> What is needed:
Write the records out again, exactly.
··········
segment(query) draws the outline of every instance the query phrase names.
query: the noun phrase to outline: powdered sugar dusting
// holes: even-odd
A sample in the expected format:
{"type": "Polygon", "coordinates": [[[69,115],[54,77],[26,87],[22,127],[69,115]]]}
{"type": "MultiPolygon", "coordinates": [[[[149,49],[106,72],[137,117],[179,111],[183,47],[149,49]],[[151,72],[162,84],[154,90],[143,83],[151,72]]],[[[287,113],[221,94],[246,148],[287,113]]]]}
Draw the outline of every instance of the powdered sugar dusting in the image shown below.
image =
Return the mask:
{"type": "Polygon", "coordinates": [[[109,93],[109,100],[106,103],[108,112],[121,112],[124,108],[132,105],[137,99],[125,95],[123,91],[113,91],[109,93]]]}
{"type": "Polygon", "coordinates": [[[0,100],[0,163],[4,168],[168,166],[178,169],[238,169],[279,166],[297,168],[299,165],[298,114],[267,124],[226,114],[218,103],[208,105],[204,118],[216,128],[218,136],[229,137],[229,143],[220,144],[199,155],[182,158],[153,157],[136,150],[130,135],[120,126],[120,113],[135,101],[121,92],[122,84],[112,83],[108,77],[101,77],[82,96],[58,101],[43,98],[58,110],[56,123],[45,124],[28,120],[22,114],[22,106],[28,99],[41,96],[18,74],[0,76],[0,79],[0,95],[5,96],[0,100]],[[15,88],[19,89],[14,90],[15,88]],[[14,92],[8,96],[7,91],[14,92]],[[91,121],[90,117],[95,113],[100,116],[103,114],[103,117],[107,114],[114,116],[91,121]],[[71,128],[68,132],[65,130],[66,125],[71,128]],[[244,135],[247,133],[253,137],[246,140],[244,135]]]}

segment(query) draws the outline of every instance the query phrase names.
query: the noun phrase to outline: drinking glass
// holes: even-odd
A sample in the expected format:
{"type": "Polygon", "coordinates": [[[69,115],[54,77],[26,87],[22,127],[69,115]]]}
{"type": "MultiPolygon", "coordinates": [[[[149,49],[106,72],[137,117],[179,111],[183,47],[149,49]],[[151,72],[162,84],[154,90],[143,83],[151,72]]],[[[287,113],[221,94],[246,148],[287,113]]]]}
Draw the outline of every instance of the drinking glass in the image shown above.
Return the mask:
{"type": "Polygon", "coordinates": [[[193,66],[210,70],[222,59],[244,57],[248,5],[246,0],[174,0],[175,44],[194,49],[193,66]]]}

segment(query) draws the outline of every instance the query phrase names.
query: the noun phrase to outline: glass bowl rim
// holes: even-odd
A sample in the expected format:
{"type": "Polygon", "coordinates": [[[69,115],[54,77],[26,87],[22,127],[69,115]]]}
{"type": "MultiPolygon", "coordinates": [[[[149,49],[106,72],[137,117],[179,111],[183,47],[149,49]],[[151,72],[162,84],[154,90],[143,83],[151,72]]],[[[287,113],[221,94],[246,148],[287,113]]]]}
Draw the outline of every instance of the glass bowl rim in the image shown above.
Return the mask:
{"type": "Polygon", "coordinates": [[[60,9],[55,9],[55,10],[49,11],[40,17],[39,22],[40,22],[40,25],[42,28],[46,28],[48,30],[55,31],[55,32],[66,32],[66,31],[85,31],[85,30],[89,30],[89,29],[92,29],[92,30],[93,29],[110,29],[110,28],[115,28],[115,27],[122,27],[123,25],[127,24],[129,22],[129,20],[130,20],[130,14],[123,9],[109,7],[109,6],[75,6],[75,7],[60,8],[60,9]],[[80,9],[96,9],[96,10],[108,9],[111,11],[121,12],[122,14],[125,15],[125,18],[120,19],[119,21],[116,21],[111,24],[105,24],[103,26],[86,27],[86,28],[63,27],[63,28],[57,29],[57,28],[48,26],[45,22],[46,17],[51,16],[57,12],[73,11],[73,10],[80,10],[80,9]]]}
··········
> Written solution:
segment(query) draws the outline of every instance the query phrase names.
query: the noun phrase to outline: powdered sugar dusting
// holes: even-odd
A sample in the expected format:
{"type": "Polygon", "coordinates": [[[69,115],[54,77],[26,87],[22,127],[69,115]]]}
{"type": "MultiPolygon", "coordinates": [[[[149,49],[106,72],[137,117],[179,111],[183,47],[149,49]],[[151,72],[162,84],[154,90],[143,83],[151,72]]],[[[287,113],[221,94],[246,148],[287,113]]]]}
Draw the outline of every instance of the powdered sugar dusting in the image shown below.
image =
Return the mask:
{"type": "Polygon", "coordinates": [[[109,93],[109,100],[106,103],[108,112],[121,112],[124,108],[132,105],[137,99],[125,95],[123,91],[113,91],[109,93]]]}
{"type": "Polygon", "coordinates": [[[0,100],[0,163],[4,168],[168,166],[178,169],[238,169],[279,166],[297,168],[299,165],[298,114],[267,124],[226,114],[218,103],[208,105],[204,118],[216,128],[218,136],[229,137],[229,143],[220,144],[199,155],[182,158],[153,157],[136,150],[130,135],[120,126],[120,113],[135,101],[121,92],[122,84],[112,83],[108,77],[101,77],[82,96],[58,101],[43,98],[58,110],[56,123],[45,124],[28,120],[22,114],[22,106],[28,99],[41,96],[18,74],[0,76],[0,79],[0,95],[5,96],[0,100]],[[15,88],[19,89],[14,90],[15,88]],[[14,92],[8,96],[7,91],[14,92]],[[91,121],[90,117],[95,113],[100,116],[103,114],[103,117],[107,114],[114,116],[91,121]],[[71,128],[68,132],[65,130],[66,125],[71,128]],[[244,135],[247,133],[253,137],[246,140],[244,135]]]}

segment(query) draws the outline of every instance the query phrase names.
query: the noun phrase to outline: drinking glass
// holes: even-odd
A sample in the expected format:
{"type": "Polygon", "coordinates": [[[69,115],[54,77],[26,87],[22,127],[69,115]]]}
{"type": "MultiPolygon", "coordinates": [[[[149,49],[106,72],[137,117],[179,111],[183,47],[149,49]],[[151,72],[162,84],[154,90],[143,83],[151,72]]],[[[287,113],[221,94],[246,148],[287,113]]]]}
Draw the outline of every instance of the drinking glass in the image shown above.
Return the mask:
{"type": "Polygon", "coordinates": [[[193,66],[210,70],[222,59],[244,57],[248,5],[246,0],[174,0],[175,44],[194,49],[193,66]]]}

segment(query) draws the outline of every instance the query phrase names.
query: the noun phrase to outline: glass bowl rim
// holes: even-odd
A sample in the expected format:
{"type": "Polygon", "coordinates": [[[69,115],[54,77],[26,87],[22,127],[69,115]]]}
{"type": "MultiPolygon", "coordinates": [[[[149,49],[106,72],[137,117],[179,111],[183,47],[149,49]],[[151,72],[162,84],[154,90],[143,83],[151,72]]],[[[287,113],[221,94],[246,148],[287,113]]]]}
Draw the outline of every instance of the glass bowl rim in the image shown above.
Return the mask:
{"type": "Polygon", "coordinates": [[[60,9],[55,9],[55,10],[49,11],[40,17],[39,22],[40,22],[40,25],[42,28],[46,28],[48,30],[55,31],[55,32],[66,32],[66,31],[85,31],[85,30],[89,30],[89,29],[92,29],[92,30],[93,29],[110,29],[110,28],[115,28],[115,27],[122,27],[123,25],[127,24],[129,22],[129,20],[130,20],[130,14],[123,9],[109,7],[109,6],[75,6],[75,7],[60,8],[60,9]],[[80,9],[96,9],[96,10],[108,9],[111,11],[121,12],[122,14],[125,15],[125,18],[120,19],[119,21],[116,21],[111,24],[105,24],[103,26],[86,27],[86,28],[63,27],[63,28],[57,29],[57,28],[48,26],[45,22],[46,17],[51,16],[57,12],[73,11],[73,10],[80,10],[80,9]]]}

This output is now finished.